══ DATA

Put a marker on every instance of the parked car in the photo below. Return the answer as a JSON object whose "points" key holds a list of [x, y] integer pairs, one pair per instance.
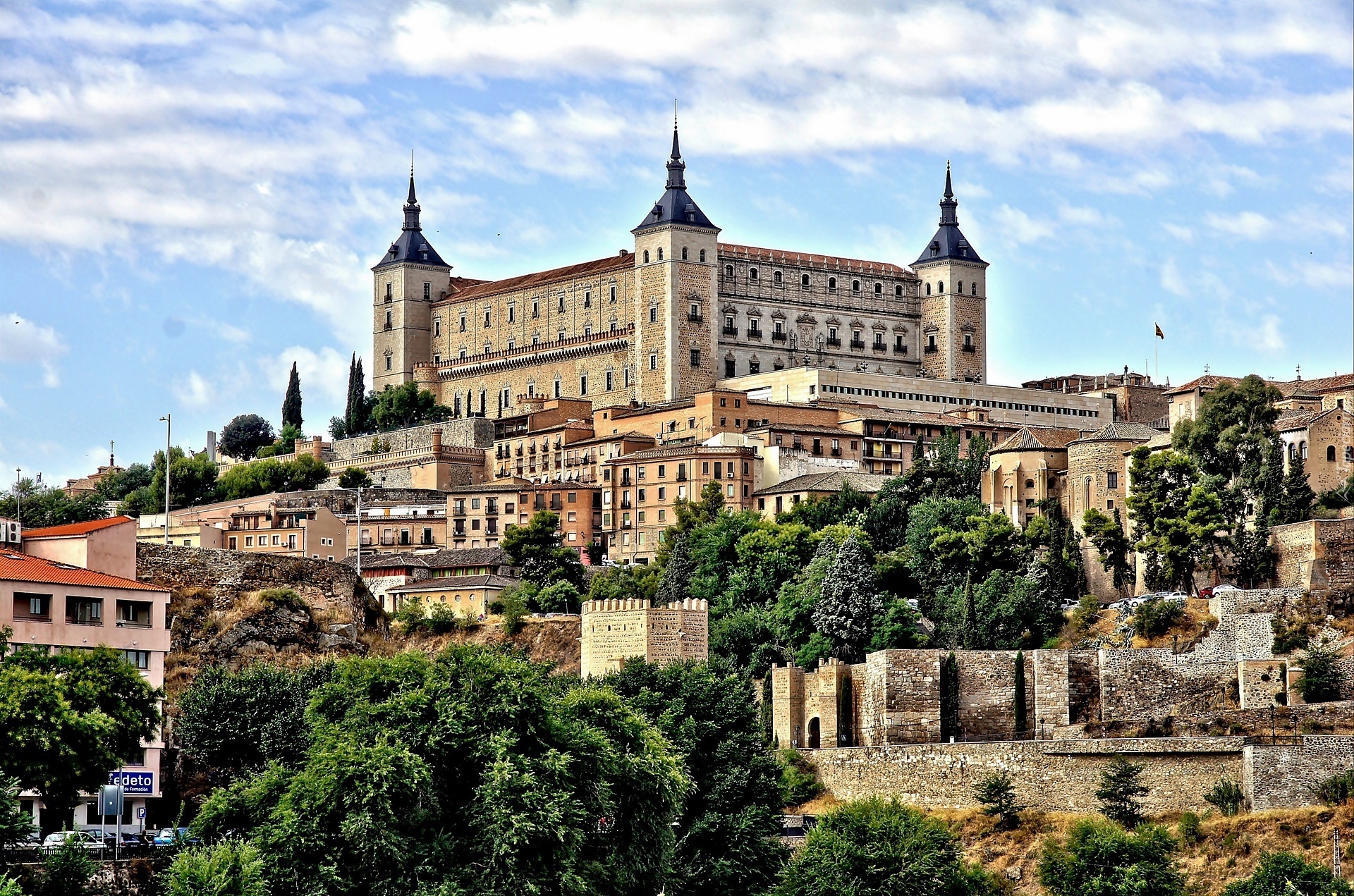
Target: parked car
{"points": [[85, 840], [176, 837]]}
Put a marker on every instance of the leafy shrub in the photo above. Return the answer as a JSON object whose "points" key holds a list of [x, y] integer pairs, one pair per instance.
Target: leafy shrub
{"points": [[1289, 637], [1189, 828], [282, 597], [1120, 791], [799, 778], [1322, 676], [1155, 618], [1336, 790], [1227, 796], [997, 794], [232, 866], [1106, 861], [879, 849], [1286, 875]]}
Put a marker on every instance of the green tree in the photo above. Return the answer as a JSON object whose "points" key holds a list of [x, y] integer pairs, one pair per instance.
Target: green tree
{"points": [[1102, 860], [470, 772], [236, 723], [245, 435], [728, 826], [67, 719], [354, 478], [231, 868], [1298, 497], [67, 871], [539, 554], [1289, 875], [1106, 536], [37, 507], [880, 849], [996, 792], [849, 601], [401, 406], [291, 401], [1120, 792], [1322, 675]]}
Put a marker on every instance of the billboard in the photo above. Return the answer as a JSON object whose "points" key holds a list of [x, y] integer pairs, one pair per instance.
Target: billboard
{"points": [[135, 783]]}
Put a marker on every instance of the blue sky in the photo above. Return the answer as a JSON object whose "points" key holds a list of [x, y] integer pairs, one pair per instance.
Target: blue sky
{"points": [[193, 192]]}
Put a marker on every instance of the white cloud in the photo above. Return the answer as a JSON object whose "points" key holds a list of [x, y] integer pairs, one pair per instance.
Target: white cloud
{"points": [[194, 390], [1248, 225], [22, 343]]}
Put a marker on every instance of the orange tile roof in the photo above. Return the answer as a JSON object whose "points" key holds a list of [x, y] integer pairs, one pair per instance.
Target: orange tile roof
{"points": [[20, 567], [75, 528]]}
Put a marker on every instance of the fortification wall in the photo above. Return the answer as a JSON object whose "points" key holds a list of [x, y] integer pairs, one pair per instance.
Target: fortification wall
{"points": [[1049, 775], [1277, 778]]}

════

> _TASK DIRECTIONS_:
Copy out nothing but the lines from the beginning of the records through the one that contains "Put a marker on every instance of the leafy". Skip the pictures.

> _WRITTEN RESPONSE_:
Put a marker on every instance of the parked car in the photo below. Return the answer as a JSON object whose "points" key holds a list of [x, y] integer pairs, one pair per instance.
Target: parked car
{"points": [[85, 840], [176, 837]]}
Put a marker on every instance of the leafy shrub in the photo above. Return the answer as a JSON object whose "points" key holds a list of [x, y] integer pairs, one pair per instance.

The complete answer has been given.